- Born: 1971 (age 54–55)
- Nationality: Singaporean
- Notable works: Mr. Kiasu and 跳班 (Jump Class) comic series

= Johnny Lau =

Singaporean comics artist

Johnny Lau (刘夏宗) is a Singaporean artist famous for his iconic comic series Mr Kiasu. Since the 1990s, Lau has been appointed creative director or co-producer of a number of projects with various art and design forms, including publishing, TV, interior design, and mentor for youth talents.

==Career==

In 1987, Lau graduated from the University of Southern California, Los Angeles, with a bachelor's degree in architecture. Rather than pursuing his career as an architect, Lau followed his passion for publishing and design and founded his first creation studio in 1990. Lau was subsequently appointed creative director or co-producer of a number of artistic projects, working with McDonald's, 7-Eleven and Singapore government agencies such as the Ministry of Information, Communications and the Arts (MICA) (renamed MCI since 2012). Lau has also been co-planning regional events for organisations such as the Asia-Europe Foundation (ASEF) and is currently working with Ashoka Foundation, Washington D.C. To date, Lau founded a dozen startups in the area of publishing, retail, distribution and licensing. Recent endeavours include a musical production company based in Shanghai.

REQUIRED TASKS:
(A) List the areas in which, according to the Johnny Lau article above, Lau has founded startups.
(B) Answer these questions using the Johnny Lau article above.
(i) From which university did Lau graduate in 1987?
(ii) In what year did Lau found his first creation studio?
(iii) In which city is Lau's musical production company based?

GIVEN DATA:
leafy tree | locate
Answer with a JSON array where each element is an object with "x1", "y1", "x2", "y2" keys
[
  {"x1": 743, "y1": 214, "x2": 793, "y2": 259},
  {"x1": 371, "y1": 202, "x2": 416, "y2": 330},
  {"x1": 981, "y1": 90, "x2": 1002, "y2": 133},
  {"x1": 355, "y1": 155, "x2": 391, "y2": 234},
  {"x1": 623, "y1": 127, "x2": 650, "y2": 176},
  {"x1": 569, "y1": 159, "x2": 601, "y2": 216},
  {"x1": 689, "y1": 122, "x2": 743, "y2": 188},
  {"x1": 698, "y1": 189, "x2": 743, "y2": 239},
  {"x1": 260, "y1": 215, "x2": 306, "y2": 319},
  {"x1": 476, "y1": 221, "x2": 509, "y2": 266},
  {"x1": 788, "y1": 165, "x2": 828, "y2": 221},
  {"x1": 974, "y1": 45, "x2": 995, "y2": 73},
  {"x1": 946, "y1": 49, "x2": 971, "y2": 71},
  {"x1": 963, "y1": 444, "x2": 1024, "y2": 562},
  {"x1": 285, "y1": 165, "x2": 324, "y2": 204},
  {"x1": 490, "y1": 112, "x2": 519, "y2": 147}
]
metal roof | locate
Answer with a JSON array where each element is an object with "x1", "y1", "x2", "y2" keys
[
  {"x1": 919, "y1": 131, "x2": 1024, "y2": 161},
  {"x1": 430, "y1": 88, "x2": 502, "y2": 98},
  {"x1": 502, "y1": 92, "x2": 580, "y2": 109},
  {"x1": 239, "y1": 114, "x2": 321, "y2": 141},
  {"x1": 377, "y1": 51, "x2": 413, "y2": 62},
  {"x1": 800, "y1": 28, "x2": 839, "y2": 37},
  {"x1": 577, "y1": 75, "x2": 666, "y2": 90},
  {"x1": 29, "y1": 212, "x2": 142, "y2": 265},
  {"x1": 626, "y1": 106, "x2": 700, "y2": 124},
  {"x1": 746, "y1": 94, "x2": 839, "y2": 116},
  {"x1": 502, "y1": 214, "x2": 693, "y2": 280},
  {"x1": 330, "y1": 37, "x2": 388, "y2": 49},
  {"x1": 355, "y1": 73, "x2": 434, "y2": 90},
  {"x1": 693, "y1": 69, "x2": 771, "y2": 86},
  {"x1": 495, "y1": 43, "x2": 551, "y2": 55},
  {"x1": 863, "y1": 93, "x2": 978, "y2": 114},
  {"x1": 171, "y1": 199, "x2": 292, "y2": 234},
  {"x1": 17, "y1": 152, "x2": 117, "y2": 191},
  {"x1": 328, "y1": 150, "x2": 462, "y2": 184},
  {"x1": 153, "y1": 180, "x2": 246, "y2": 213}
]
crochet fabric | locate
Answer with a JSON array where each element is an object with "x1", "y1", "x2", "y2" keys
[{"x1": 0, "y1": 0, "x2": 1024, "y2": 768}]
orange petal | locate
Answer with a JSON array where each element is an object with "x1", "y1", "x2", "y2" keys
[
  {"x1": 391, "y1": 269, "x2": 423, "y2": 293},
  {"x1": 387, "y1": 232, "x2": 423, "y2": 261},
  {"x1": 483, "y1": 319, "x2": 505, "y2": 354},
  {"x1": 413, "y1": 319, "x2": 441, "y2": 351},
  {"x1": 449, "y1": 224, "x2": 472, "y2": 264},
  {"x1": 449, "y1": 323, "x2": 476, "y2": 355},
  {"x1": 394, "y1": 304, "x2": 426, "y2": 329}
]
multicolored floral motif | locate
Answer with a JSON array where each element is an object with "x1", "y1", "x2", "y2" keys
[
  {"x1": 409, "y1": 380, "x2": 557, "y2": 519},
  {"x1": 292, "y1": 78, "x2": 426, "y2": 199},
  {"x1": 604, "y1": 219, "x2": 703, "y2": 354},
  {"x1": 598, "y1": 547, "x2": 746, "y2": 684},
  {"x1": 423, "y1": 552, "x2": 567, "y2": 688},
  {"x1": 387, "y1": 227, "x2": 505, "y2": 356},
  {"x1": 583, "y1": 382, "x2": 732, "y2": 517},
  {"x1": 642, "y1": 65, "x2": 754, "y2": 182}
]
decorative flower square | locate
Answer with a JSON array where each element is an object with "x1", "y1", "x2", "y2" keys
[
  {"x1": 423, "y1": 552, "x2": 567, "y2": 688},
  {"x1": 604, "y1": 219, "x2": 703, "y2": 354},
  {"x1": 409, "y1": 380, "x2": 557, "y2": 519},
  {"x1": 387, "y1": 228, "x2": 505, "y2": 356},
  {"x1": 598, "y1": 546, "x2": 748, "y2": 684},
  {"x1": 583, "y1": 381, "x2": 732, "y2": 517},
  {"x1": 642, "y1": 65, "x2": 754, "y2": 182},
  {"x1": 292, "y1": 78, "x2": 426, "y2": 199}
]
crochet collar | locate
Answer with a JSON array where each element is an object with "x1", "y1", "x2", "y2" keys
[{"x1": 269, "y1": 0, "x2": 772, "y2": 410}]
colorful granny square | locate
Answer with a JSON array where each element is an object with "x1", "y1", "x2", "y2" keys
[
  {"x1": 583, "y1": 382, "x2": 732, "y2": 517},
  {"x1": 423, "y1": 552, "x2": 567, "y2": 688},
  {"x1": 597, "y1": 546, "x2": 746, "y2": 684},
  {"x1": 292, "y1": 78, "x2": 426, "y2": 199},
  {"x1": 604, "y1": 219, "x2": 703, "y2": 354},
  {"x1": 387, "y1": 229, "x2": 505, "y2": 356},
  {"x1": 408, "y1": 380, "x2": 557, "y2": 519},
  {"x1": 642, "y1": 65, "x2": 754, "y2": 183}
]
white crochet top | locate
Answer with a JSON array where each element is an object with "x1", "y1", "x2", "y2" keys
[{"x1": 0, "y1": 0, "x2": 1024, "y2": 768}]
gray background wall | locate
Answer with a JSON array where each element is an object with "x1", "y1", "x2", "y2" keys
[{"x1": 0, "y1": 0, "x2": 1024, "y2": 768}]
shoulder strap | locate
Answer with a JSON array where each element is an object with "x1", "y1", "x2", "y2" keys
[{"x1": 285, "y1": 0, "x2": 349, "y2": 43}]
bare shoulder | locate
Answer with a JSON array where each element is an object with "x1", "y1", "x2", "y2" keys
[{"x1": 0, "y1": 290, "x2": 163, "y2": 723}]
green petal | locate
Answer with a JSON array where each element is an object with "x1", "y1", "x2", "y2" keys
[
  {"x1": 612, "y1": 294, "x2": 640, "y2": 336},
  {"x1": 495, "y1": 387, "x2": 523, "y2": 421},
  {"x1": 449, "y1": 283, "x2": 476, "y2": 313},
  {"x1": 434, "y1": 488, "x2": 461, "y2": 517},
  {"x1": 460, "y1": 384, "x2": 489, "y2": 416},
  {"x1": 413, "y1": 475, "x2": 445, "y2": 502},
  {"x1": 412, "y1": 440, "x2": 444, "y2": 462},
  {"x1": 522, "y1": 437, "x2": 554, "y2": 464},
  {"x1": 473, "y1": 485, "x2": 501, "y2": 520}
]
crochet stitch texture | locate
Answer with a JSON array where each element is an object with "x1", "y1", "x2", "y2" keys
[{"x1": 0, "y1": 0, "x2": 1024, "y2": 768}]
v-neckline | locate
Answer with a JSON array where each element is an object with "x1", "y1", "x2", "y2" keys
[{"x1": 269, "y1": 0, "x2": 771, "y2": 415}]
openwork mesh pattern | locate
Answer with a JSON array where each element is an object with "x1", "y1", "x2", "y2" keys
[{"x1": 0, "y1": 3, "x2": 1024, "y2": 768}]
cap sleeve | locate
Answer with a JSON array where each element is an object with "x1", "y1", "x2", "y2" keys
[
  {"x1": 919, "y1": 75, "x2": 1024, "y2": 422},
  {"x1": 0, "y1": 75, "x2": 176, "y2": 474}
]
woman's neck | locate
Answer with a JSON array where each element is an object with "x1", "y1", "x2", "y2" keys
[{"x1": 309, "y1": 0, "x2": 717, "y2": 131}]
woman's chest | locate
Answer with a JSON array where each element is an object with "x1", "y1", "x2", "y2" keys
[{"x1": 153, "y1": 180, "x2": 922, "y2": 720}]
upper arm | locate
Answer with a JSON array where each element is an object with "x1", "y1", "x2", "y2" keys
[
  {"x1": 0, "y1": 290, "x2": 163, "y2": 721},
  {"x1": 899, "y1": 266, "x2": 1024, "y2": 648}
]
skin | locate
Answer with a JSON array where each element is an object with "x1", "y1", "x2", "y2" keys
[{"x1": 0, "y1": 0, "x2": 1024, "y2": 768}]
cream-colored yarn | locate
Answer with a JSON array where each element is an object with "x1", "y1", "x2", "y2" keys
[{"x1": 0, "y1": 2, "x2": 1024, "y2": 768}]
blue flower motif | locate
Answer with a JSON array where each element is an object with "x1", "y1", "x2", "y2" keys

SOLUTION LIST:
(A) Publishing, retail, distribution, licensing

(B)
(i) The University of Southern California, Los Angeles
(ii) 1990
(iii) Shanghai